§ HALAMAN:
▬▬▬
Suaka Margasatwa Rawa Singkil merupakan ekosistem hutan rawa dan hutan Tropis dataran rendah. Vegetasi didominasi oleh famili Dipterocarpaceae antara lain meranti Kapur dan vegetasi rawa lainnya.

Jenis fauna antara lain Gajah Sumatera, Harimau Sumatera, Mawas, Ular Phyton, Biawak, Rangkong, Kuau, Gagak Hitam, Kuntul, Ayam Hutan.
Potensi lain dari kawasan ini adalah kandungan gambut yang cukup dalam ada yang mencapai 6 meter.
Cara pencapaian menuju lokasi dapat ditempuh melalui dua cara, yaitu :
Melalui Medan Sumatera Utara - Sidikalang Singkil dan lokasi yang dapat ditempuh dengan jalan darat kurang lebih dalam waktu 6 jam Melalui Banda Aceh - Tapak Tuan - Kota Fajar dan lokasi yang ditempuh dengan menggunakan jalan darat kurang lebih 10 jam.
• Taman Buru Linge Isac
Kawasan ini terletak di Kecamatan Takengon dan Kecamatan Linge, Kabupaten Aceh Tengah Nanggroe Aceh Darussalam. Secara geografis terletak antara 51°4 ’ - 4 06° ’ LU dan 25°69’ -97 51° ’ BT
Keadaan Lapangan
- Ketinggian : 450 - 2.830 m.dpl
- Topografi : Bergelombang, berbukit dan bergunung.
- Iklim : Tipe B
- Tanah : Podsolik merah kuning, reuzina, podsolik merah, laterik
F l o r a
Meranti Merah, Merawan, Bacan, Melur, Bayur, Durian Hutan, Jambu, Tusam .
F a u n a
Sambar, Babi Hutan, Kijang, Kancil, Harimau Sumatera, Gajah, Badak, Kambing Hutan, Owa, Orang Utan, Kera ekor panjang, Lutung, Siamang, Napu dan Macan dahan.
▬▬▬
§ BARIS:
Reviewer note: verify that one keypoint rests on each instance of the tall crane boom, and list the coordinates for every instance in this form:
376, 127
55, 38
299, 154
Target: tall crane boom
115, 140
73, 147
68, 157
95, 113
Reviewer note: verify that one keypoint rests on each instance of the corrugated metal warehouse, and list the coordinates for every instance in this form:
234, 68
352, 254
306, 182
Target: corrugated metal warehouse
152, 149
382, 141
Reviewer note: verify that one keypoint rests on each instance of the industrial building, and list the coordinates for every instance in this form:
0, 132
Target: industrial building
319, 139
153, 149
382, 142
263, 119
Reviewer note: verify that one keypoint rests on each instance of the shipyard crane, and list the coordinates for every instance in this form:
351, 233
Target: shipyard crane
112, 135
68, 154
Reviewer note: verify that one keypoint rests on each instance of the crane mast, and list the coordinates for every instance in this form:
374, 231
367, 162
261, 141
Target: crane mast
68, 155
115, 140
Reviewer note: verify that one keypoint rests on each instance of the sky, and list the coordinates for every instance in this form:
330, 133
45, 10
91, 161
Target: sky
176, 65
▬▬▬
§ KERJAKAN BERIKUT INI:
1/ Berdasarkan teks tentang kawasan konservasi di Aceh, berapa kedalaman gambut di Suaka Margasatwa Rawa Singkil yang disebutkan?
2/ Lanjutkan teks tentang kawasan konservasi di Aceh, mulai setelah daftar fauna Taman Buru Linge Isac.
Catatan-catatan tersebut merupakan bahan tersendiri yang terpisah dari teks.

§ JAWABAN TIAP TUGAS:
1/ Ada yang mencapai 6 meter.

2/
Tipe Ekosistem - Hutan Primer
- Hutan Hujan Tropika Basah
- Hutan Alam Pinus sp.
• Taman Hutan Raya Pocut Merah Intan
Kawasan ini terletak di Kecamatan Seulimum, Kabupaten II Aceh Besar dan Kecamatan Padang Tiji, Kabupaten Pidie dengan luas kawasan 6.220 ha. Secara geografis terletak antara 05º25'15" LU dan 95º45'25" BT.
Flora
Vegetasi penyusunannya antara lain Pinus, Kayu Hitam, Meranti, Temulia, Kemeyan, Tampu, Merawan, Kayu Bunga, Ulin, Kenanga dan Ara.
Fauna
Jenis satwa terdiri dari Rusa Sambar, Gajah, Harimau Sumatera, Kijang, Kera Ekor panjang, Siamang dan Trenggiling.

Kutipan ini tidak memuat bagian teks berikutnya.